» WHAT YOU WILL DO
Please return every line in the entries below with the word "dress" in it.
#### INFORMATION PROVIDED ####
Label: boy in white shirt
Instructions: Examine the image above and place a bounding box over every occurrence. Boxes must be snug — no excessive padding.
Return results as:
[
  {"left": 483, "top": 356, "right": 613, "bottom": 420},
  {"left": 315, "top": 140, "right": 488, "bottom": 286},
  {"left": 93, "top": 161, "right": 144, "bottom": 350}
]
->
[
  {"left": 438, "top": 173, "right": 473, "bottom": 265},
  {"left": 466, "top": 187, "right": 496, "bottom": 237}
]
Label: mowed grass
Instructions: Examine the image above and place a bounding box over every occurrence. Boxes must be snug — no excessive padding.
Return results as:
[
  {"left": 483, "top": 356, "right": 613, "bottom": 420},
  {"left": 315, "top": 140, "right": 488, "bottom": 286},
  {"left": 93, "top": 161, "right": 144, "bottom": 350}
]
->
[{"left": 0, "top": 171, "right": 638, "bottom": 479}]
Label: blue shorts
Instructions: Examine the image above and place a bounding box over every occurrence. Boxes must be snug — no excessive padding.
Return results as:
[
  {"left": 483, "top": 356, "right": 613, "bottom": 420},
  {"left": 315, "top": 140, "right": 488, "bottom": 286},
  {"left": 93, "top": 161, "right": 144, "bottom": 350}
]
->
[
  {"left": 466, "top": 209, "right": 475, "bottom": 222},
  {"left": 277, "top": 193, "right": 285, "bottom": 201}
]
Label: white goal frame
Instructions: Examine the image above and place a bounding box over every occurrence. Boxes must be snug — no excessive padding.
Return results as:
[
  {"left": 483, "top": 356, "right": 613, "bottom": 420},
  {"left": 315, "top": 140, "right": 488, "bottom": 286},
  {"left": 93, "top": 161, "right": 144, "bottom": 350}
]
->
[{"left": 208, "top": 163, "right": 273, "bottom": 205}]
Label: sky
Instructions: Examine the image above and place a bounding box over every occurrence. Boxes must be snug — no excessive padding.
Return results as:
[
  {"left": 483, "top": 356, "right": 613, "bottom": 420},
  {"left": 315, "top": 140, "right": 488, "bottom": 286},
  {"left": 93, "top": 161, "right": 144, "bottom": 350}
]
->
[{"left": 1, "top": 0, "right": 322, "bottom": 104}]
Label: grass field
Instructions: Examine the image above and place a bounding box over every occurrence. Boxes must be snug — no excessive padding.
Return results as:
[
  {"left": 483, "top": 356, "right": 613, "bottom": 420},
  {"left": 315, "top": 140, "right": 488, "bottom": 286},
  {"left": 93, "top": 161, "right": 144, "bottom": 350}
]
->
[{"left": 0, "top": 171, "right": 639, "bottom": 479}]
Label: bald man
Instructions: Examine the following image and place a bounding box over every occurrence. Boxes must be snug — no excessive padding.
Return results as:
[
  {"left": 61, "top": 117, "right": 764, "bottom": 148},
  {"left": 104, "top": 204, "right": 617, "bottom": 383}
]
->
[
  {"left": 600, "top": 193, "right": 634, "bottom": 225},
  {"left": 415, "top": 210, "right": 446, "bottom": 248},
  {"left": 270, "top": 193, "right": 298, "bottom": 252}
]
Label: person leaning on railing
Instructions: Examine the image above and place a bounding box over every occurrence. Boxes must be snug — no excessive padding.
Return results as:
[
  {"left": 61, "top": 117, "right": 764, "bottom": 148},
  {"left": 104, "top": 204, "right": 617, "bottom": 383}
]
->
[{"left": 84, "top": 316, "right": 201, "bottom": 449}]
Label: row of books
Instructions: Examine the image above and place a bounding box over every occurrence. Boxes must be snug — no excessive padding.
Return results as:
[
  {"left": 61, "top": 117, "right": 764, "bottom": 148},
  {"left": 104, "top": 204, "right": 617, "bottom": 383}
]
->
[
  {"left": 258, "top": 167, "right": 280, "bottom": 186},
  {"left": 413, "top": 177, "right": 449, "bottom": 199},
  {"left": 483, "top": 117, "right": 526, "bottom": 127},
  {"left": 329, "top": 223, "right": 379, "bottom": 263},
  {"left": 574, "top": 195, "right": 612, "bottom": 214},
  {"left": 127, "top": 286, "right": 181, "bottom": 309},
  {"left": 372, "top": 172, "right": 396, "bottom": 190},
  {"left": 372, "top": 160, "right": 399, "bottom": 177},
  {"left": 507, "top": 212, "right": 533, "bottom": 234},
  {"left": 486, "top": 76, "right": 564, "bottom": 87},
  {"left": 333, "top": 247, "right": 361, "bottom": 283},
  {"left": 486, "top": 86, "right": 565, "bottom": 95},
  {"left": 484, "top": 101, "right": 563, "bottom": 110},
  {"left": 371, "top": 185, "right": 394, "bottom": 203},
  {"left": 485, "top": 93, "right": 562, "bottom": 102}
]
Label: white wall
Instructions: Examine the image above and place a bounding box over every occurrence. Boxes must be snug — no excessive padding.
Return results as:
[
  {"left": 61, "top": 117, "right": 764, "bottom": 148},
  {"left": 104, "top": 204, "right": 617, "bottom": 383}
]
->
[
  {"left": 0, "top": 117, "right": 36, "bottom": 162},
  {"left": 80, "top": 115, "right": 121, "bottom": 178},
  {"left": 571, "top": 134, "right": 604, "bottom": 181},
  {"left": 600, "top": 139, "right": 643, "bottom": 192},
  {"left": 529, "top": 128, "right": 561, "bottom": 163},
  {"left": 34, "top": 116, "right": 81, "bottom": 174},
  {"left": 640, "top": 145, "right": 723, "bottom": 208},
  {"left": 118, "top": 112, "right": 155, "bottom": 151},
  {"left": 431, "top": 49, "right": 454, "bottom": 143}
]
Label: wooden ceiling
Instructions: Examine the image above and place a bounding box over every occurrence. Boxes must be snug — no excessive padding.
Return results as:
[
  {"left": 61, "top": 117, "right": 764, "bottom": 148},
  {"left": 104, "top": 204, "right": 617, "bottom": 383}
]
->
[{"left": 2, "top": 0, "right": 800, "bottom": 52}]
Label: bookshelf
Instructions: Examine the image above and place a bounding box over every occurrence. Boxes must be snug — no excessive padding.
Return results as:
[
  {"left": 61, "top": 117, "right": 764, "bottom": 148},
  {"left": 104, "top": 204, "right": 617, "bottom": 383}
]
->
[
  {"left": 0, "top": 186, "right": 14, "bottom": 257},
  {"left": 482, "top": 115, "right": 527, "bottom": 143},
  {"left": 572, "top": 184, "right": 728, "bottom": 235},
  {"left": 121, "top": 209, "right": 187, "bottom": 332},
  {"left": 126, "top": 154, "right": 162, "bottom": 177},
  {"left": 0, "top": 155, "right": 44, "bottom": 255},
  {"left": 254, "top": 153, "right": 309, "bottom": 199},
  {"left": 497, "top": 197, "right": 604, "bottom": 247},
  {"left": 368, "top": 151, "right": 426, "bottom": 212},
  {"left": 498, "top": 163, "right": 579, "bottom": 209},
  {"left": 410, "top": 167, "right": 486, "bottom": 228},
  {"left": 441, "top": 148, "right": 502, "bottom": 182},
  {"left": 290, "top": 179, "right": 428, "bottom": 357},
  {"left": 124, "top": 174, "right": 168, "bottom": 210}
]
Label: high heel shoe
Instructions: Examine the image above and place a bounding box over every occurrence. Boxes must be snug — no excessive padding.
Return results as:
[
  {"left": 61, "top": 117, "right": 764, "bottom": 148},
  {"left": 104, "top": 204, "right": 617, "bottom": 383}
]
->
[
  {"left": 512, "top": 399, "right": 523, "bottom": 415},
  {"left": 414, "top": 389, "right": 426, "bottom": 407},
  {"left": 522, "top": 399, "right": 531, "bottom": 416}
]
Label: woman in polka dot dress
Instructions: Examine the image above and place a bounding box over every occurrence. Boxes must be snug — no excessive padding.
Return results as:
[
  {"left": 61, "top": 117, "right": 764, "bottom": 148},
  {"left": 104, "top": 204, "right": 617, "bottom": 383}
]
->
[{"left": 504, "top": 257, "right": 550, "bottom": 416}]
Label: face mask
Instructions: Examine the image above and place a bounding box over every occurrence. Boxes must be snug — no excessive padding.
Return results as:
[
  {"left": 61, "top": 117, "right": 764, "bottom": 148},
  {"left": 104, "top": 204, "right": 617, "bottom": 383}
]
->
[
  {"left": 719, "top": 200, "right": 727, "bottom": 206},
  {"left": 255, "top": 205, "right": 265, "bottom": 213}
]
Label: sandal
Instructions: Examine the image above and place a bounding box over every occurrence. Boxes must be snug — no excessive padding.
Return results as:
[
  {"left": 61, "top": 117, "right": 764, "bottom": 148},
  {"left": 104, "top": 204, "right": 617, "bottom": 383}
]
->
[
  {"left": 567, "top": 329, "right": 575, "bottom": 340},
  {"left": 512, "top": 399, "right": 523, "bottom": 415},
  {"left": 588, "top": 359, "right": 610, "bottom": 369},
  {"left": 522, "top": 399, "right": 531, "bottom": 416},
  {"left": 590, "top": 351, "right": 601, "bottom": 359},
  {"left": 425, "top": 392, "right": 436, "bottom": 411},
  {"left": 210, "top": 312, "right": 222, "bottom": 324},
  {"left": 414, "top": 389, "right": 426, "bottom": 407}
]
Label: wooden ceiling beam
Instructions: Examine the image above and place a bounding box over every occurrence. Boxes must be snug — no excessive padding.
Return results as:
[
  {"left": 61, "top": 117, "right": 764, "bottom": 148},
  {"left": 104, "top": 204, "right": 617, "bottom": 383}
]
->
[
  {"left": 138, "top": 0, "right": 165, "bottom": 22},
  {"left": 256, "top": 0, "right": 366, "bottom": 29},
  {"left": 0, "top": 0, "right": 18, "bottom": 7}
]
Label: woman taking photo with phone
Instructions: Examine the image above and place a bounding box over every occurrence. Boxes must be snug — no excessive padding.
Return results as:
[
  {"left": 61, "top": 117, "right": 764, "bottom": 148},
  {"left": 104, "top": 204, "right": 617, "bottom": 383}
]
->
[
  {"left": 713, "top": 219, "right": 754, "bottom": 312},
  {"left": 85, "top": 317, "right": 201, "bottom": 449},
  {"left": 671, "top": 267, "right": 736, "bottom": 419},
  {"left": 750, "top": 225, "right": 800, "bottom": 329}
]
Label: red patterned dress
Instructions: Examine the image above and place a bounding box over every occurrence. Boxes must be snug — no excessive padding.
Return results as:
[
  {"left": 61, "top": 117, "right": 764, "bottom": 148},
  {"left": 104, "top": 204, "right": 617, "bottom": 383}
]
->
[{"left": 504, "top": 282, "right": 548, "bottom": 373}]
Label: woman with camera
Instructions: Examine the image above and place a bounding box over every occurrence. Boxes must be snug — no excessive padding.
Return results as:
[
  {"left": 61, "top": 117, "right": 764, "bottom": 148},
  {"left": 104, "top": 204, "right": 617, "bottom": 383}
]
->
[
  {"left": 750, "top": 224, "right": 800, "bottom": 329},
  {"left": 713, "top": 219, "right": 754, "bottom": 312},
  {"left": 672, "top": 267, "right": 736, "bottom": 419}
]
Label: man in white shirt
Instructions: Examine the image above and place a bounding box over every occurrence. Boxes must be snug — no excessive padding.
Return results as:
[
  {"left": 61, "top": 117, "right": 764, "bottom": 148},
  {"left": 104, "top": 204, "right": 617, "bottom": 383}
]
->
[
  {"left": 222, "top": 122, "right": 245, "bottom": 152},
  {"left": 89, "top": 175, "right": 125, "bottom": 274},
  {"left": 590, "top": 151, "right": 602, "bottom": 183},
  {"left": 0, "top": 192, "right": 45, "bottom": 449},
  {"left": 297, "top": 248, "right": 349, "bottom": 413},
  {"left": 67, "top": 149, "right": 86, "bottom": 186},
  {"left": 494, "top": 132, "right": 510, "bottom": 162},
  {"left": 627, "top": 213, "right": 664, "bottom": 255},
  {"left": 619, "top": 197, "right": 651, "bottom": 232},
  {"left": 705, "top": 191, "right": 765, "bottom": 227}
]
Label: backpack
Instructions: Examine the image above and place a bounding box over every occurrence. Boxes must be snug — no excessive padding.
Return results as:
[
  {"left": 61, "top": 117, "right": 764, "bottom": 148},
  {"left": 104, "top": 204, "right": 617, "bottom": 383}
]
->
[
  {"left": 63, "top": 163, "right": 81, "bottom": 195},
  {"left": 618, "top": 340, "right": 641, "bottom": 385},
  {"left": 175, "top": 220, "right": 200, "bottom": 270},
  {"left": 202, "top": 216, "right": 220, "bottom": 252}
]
####
» RESPONSE BELOW
Label: woman in polka dot dress
Label: red patterned dress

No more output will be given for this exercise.